_WRITTEN TASK_
From the entries below, select and copy every line that contains the string "shirt". Matching is case-sensitive.

[Records from a collection]
* * *

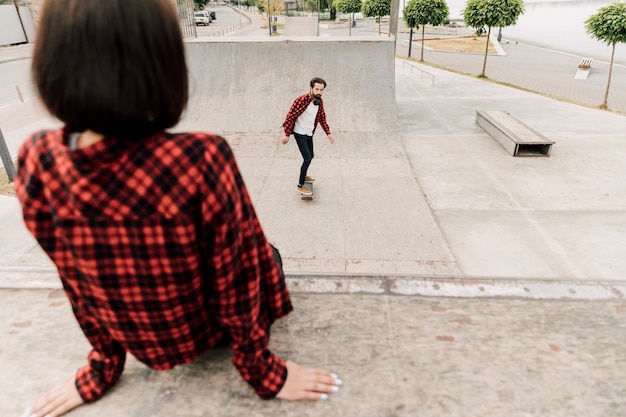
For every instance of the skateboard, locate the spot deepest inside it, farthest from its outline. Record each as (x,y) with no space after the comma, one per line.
(309,185)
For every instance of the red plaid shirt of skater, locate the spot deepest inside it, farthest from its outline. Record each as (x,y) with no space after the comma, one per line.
(159,250)
(298,107)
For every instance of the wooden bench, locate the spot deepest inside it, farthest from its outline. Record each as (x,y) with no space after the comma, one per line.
(583,69)
(518,138)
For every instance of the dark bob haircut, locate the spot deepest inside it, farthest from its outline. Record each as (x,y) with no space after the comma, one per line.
(116,67)
(317,80)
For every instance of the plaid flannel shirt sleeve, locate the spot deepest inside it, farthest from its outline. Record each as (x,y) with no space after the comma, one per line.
(237,261)
(321,118)
(107,358)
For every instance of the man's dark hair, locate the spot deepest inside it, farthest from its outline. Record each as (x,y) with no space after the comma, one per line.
(116,67)
(317,80)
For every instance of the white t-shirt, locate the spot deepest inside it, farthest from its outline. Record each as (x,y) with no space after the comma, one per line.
(306,122)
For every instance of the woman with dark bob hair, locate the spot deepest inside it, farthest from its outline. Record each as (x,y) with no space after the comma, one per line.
(154,235)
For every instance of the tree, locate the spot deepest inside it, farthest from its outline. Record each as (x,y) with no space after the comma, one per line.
(348,6)
(424,12)
(491,13)
(608,25)
(376,8)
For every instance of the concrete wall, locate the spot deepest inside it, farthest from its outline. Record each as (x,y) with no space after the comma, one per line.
(248,85)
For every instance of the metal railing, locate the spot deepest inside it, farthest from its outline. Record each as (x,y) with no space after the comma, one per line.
(422,72)
(185,16)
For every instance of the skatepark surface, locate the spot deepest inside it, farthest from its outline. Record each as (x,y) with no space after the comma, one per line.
(435,273)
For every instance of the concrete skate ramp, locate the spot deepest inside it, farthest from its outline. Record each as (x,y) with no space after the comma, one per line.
(247,84)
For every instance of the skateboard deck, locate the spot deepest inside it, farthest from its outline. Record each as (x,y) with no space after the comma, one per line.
(309,185)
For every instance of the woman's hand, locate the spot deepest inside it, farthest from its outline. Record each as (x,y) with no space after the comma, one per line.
(308,383)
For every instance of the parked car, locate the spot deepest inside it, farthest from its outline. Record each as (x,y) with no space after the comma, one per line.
(201,18)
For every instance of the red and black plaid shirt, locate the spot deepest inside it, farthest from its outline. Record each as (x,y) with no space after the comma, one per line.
(298,107)
(159,250)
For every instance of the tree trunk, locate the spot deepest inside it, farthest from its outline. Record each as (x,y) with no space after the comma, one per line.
(422,53)
(486,51)
(605,104)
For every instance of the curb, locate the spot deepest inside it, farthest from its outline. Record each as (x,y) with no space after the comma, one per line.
(395,285)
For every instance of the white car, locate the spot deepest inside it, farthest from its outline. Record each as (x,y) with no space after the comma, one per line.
(201,18)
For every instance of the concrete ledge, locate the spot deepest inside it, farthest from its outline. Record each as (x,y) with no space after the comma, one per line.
(398,285)
(518,138)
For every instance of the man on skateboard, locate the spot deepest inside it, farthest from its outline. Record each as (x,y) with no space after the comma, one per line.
(304,115)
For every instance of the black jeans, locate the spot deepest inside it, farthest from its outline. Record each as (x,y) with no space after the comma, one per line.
(305,144)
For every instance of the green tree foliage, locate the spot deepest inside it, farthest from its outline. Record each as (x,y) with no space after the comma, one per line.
(491,13)
(608,26)
(376,8)
(348,6)
(424,12)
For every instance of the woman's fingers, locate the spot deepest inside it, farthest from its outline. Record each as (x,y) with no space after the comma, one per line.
(308,383)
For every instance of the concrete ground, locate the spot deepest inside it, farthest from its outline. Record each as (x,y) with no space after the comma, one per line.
(498,290)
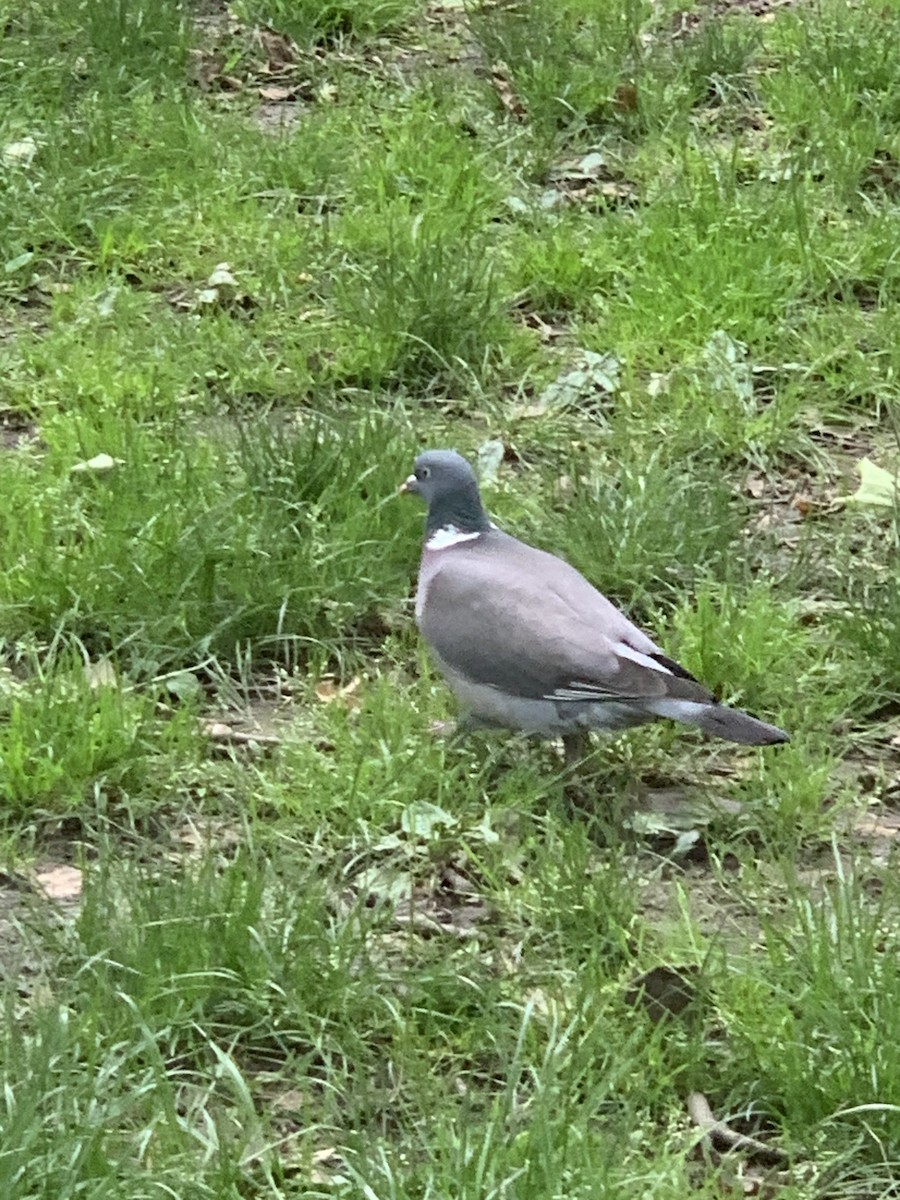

* * *

_SOLUTION_
For every instance of the red plaid shirt of skater, locate the spot deepest inside it, farthest from its outline. Record each as (x,y) with no space after the comma, one per line.
For every instance of the plaid flannel shirt sleeve, locate the spot deepest inside it, farthest from its outline. Record each as (x,y) with no space after the comma, one per line.
For every instance of the white t-shirt, locate the spot deepest inside it, farthest from its outline. Record each as (x,y) with no space after the comma, one per line.
For every instance of the red and black plaid shirt, locate the spot deepest inside it, farthest from its outline. Record each as (x,y) with no space after the comma, one per line.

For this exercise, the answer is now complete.